[What to produce]
Arrange every entry below as a numbered list, leaving out blank lines and the pictures.

[Photo object pointing entries]
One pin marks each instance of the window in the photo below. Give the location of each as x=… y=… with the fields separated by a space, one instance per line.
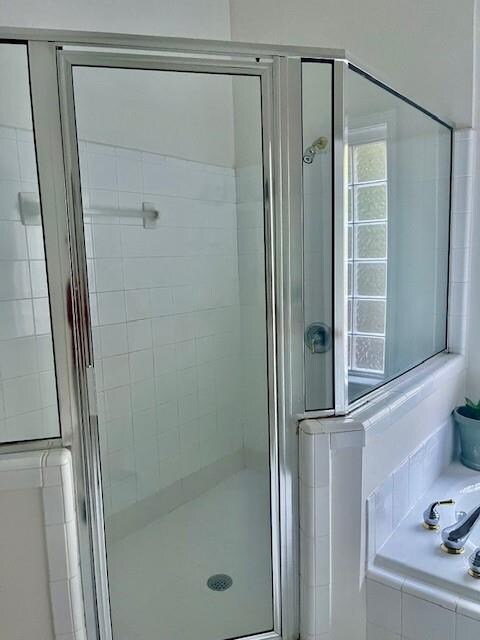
x=367 y=251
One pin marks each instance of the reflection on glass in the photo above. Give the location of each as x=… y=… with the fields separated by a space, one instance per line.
x=318 y=234
x=178 y=322
x=28 y=396
x=398 y=211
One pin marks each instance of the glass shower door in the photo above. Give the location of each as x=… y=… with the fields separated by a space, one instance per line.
x=171 y=168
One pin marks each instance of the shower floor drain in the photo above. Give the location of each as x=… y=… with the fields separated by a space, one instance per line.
x=219 y=582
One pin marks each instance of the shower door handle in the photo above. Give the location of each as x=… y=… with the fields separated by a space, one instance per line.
x=318 y=337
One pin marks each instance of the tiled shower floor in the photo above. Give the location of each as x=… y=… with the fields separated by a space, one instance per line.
x=158 y=574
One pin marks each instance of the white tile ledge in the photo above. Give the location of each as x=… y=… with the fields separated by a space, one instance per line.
x=402 y=395
x=425 y=591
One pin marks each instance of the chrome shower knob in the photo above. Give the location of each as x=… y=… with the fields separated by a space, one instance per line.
x=474 y=562
x=431 y=516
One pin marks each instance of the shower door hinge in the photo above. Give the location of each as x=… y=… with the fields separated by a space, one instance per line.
x=92 y=391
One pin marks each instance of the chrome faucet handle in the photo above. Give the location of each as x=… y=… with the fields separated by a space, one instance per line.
x=456 y=535
x=474 y=562
x=431 y=516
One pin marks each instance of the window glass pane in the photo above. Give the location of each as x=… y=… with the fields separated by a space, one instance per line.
x=350 y=278
x=399 y=175
x=371 y=202
x=371 y=241
x=368 y=353
x=370 y=162
x=371 y=279
x=350 y=205
x=369 y=316
x=28 y=397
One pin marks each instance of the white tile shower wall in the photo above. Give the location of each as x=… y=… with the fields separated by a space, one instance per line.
x=398 y=610
x=28 y=406
x=461 y=238
x=251 y=269
x=394 y=498
x=165 y=315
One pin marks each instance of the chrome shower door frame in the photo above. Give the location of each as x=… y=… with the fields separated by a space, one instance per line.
x=282 y=480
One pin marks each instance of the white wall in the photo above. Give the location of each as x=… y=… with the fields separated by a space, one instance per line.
x=179 y=18
x=153 y=95
x=423 y=49
x=25 y=603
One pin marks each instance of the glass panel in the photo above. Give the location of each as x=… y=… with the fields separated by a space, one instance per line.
x=369 y=316
x=318 y=239
x=371 y=241
x=179 y=331
x=400 y=178
x=28 y=396
x=368 y=354
x=371 y=279
x=371 y=202
x=370 y=162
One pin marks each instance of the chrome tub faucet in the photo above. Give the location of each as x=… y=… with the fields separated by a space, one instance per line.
x=455 y=537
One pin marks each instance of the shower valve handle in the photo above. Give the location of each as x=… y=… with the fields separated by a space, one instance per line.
x=431 y=517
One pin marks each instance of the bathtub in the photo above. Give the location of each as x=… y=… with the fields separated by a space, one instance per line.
x=413 y=552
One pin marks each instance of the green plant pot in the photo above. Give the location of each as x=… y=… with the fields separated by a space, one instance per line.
x=469 y=431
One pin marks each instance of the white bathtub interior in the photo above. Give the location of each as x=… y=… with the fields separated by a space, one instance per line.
x=415 y=552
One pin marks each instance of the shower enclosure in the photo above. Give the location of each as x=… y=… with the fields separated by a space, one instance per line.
x=231 y=233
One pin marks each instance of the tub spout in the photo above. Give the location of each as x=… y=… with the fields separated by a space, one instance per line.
x=455 y=537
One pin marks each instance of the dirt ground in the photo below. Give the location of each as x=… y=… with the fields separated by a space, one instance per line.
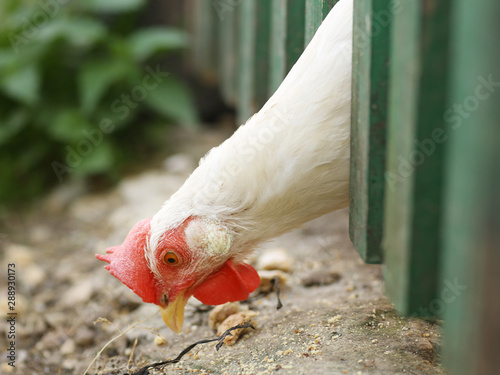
x=335 y=318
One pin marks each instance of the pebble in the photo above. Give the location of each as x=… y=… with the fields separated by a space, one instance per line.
x=220 y=313
x=160 y=340
x=68 y=347
x=426 y=350
x=79 y=293
x=275 y=259
x=84 y=336
x=321 y=277
x=266 y=279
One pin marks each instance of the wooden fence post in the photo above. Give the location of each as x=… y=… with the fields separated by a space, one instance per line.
x=416 y=141
x=470 y=295
x=371 y=22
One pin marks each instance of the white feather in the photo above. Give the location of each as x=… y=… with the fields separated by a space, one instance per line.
x=290 y=162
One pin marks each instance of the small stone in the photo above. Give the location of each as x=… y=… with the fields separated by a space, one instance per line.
x=84 y=337
x=426 y=350
x=160 y=340
x=68 y=347
x=220 y=313
x=334 y=319
x=267 y=277
x=275 y=259
x=79 y=293
x=321 y=277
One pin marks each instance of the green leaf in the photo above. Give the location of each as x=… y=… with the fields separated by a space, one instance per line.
x=100 y=160
x=96 y=77
x=23 y=84
x=112 y=6
x=172 y=100
x=68 y=126
x=79 y=32
x=13 y=124
x=146 y=42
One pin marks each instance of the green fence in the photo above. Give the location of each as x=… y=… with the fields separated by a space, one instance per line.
x=425 y=143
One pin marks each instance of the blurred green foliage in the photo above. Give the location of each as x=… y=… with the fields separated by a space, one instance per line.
x=78 y=82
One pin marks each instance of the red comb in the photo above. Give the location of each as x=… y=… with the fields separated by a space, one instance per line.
x=128 y=264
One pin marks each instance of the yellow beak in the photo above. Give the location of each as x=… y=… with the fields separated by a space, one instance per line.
x=173 y=314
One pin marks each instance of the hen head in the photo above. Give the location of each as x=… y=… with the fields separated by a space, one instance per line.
x=168 y=268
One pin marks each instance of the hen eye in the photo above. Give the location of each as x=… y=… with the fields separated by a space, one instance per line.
x=172 y=259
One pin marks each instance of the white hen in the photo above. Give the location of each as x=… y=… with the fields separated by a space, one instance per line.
x=287 y=165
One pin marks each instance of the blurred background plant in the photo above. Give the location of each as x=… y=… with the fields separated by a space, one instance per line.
x=67 y=66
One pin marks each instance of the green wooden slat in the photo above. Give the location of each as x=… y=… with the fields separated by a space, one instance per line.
x=205 y=43
x=418 y=82
x=278 y=44
x=228 y=53
x=262 y=47
x=316 y=11
x=287 y=39
x=246 y=72
x=255 y=25
x=295 y=22
x=472 y=221
x=368 y=126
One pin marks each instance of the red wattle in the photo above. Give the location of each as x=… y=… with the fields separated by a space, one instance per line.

[Written solution]
1. One pin marks each instance of the window in the photo below. Give the location of each as x=… y=… with the fields separated by a space, one instance per line.
2. x=367 y=251
3. One pin marks each instance of the reflection on glass in the photo above. Give the location of each as x=… y=… with the fields separated by a space, one instance per line.
4. x=318 y=234
5. x=178 y=322
6. x=28 y=396
7. x=398 y=211
8. One pin marks each instance of the glass shower door in the photo above. Give the location of each as x=… y=… with the fields separated by a space, one instance per line.
9. x=171 y=168
10. One pin marks each instance of the shower floor drain in the photo above. Give the location of each as x=… y=… with the fields separated by a space, one instance per line.
11. x=219 y=582
12. One pin marks each instance of the shower door handle in the photo above. Give the location of each as x=… y=… with the fields separated by a space, one instance per line.
13. x=318 y=337
14. One pin marks each instance of the tiled shower floor in the photo above. Give the location of each as x=… y=… with the fields separated by a space, one instance per line.
15. x=158 y=574
16. One pin marks each instance of the white tile ledge in the photo above. Give the location of each as x=… y=… with the fields separated by a space, one instance per line.
17. x=402 y=395
18. x=425 y=591
19. One pin marks each instance of the chrome shower knob in the photo above. Give the location of each as x=… y=… with the fields separated by a space, one instance per line.
20. x=474 y=562
21. x=431 y=516
22. One pin marks each instance of the shower door hinge in the photo above. Give the location of each as x=… y=… with the fields separated by a space, one instance per line.
23. x=92 y=391
24. One pin marks each instance of the chrome faucet handle in the photo above. Give the location of each as x=… y=… with the fields separated by a space, one instance per line.
25. x=456 y=535
26. x=474 y=562
27. x=431 y=516
28. One pin marks each instance of the window glass pane in the photo above. Give the location of each as x=… y=… with the fields separated by a space, one instance per line.
29. x=350 y=278
30. x=399 y=175
31. x=371 y=202
32. x=371 y=241
33. x=368 y=353
34. x=370 y=162
35. x=371 y=279
36. x=350 y=205
37. x=369 y=316
38. x=28 y=397
39. One pin marks each instance of the white tile shower wall in the photo above. Give the location of each as x=… y=… with the fields separated by a space, one instance per line.
40. x=398 y=610
41. x=28 y=406
42. x=461 y=238
43. x=251 y=269
44. x=394 y=498
45. x=165 y=315
46. One pin marks each instance of the chrome shower door frame in the photo above. Give the location of each as x=… y=… with the fields separated by a space, one instance per line.
47. x=282 y=480
48. One pin marks each instance of the white wall in the photo above. Give the location of each as x=… y=… with the fields separated by a space, one instance per line.
49. x=179 y=18
50. x=153 y=95
51. x=423 y=49
52. x=25 y=603
53. One pin marks each instance of the glass panel in the photo above. Give the location of each as x=… y=… with the fields separated by a space, one instance per line.
54. x=369 y=316
55. x=318 y=239
56. x=371 y=241
57. x=179 y=331
58. x=400 y=178
59. x=28 y=396
60. x=368 y=354
61. x=371 y=279
62. x=371 y=202
63. x=370 y=162
64. One pin marks each instance of the chrome tub faucet in the photo above. Give the location of each as x=… y=… with the fields separated by a space, one instance per line.
65. x=455 y=537
66. One pin marks each instance of the shower valve handle in the photo above. Give the location of each as x=… y=… with the fields separated by a space, one instance per line.
67. x=431 y=517
68. One pin marks each instance of the bathtub in the photo above. Give the location of each as x=… y=… with the fields separated by a space, one instance per line.
69. x=413 y=552
70. One pin marks each instance of the green plant pot in the photo above. Give the location of each as x=… y=… with the fields separated by a space, one instance per line.
71. x=469 y=431
72. One pin marks each instance of the white bathtub interior in the photo above. Give the location of each as x=… y=… with the fields separated by a space, one instance per line.
73. x=415 y=552
74. One pin marks each instance of the shower enclosure in the photo above. Give the location of each as x=… y=… with the fields separated by a space, one instance per line.
75. x=231 y=233
76. One pin marks each instance of the tub spout in the photo above. Give the location of each as x=… y=… with the fields separated by a space, one instance per line.
77. x=455 y=537
78. One pin marks each instance of the dirt ground in the photo below. Give the location of each as x=… y=… with the fields separated by a space, one instance per line.
79. x=335 y=318
80. One pin marks each instance of the pebble in the photo above. Give the location of each as x=… y=… with the fields separated by a space, one instance per line.
81. x=220 y=313
82. x=160 y=340
83. x=68 y=347
84. x=426 y=350
85. x=79 y=293
86. x=275 y=259
87. x=84 y=336
88. x=321 y=277
89. x=266 y=279
90. One pin marks each instance of the wooden fence post in the photo above. Give the location of each as x=… y=… with the fields separated by a space, one instance per line.
91. x=416 y=141
92. x=470 y=295
93. x=371 y=22
94. One pin marks each instance of the white feather in the photo above. Give the location of each as x=… y=… with the fields separated by a space, one instance per line.
95. x=290 y=162
96. One pin marks each instance of the small stone in the photo above. Give the location of each as x=… y=… with the fields separated by a space, one instance per line.
97. x=84 y=337
98. x=426 y=350
99. x=160 y=340
100. x=68 y=347
101. x=220 y=313
102. x=334 y=319
103. x=267 y=277
104. x=275 y=259
105. x=79 y=293
106. x=321 y=277
107. One pin marks each instance of the green leaf in the photo above. Give the location of each as x=… y=… with the fields separated by a space, one instance per line.
108. x=100 y=160
109. x=96 y=77
110. x=23 y=84
111. x=112 y=6
112. x=172 y=100
113. x=68 y=126
114. x=79 y=32
115. x=13 y=124
116. x=146 y=42
117. One pin marks each instance of the green fence in the photo above. Give the location of each as x=… y=… with the fields separated by a space, one instance per line.
118. x=425 y=143
119. One pin marks each instance of the blurred green foliage in the photo above. Give the location of each as x=… y=… with the fields separated by a space, one instance per line.
120. x=78 y=82
121. One pin marks each instance of the red comb in the photo above. Give the location of each as x=… y=… with the fields separated by a space, one instance per line.
122. x=128 y=264
123. One pin marks each instance of the yellow beak in the photo above. Give the location of each as x=… y=… with the fields separated by a space, one instance per line.
124. x=173 y=314
125. One pin marks each instance of the hen head in the photo above. Give the location of each as x=… y=… with the fields separated by a space, one instance per line.
126. x=168 y=268
127. One pin marks each instance of the hen eye in the photo above. Give the location of each as x=… y=… with the fields separated by a space, one instance per line.
128. x=172 y=259
129. One pin marks each instance of the white hen in the photo above. Give the location of each as x=… y=… with the fields separated by a space, one instance per line.
130. x=287 y=165
131. One pin marks each instance of the blurred background plant in the photo above. Give the location of each as x=… y=… with the fields separated by a space, one instance per line.
132. x=67 y=66
133. One pin marks each instance of the green wooden slat in the photo above. Give the location of each as x=… y=… with the fields separated by a space, one instance per line.
134. x=205 y=43
135. x=418 y=82
136. x=278 y=44
137. x=228 y=53
138. x=262 y=47
139. x=316 y=11
140. x=287 y=39
141. x=246 y=72
142. x=255 y=25
143. x=295 y=22
144. x=472 y=221
145. x=368 y=126
146. One pin marks each instance of the red wattle in the photo above. Give the location of each as x=… y=… with the fields separated by a space, one instance per line.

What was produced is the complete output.